_AIM OF THE TASK_.
Please quote every line of the records below word for word, leaving the pictures out of your answer.

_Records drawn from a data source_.
============================================================

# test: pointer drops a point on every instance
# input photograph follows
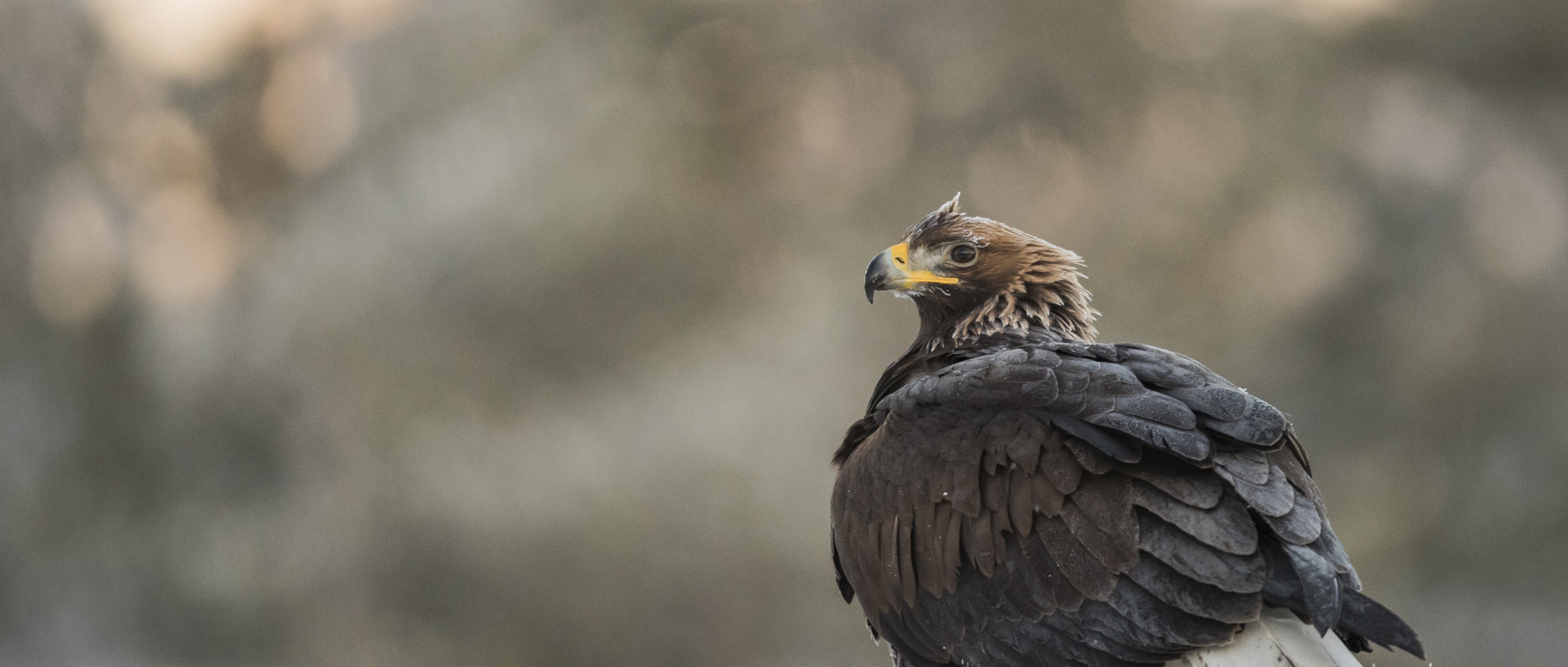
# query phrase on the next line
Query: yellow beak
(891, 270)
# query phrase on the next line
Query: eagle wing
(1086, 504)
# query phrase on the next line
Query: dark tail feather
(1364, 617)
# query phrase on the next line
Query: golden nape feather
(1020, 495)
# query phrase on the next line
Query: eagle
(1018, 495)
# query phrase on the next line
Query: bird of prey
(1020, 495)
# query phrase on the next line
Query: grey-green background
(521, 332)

============================================================

_TASK SOLUTION_.
# test: pointer drops a point on every instance
# input photograph follows
# query phrase on the next line
Query: yellow beak
(891, 270)
# query phrase on the next line
Query: eagle wing
(1086, 504)
# query phrase on the next line
Query: dark tail feather
(1364, 617)
# query phrase on the next line
Query: golden nape feather
(1020, 495)
# query phrase on the next line
Query: eagle
(1018, 495)
# query phrase on the next line
Query: bird of prey
(1020, 495)
# query phrase on the next line
Query: grey-green background
(521, 332)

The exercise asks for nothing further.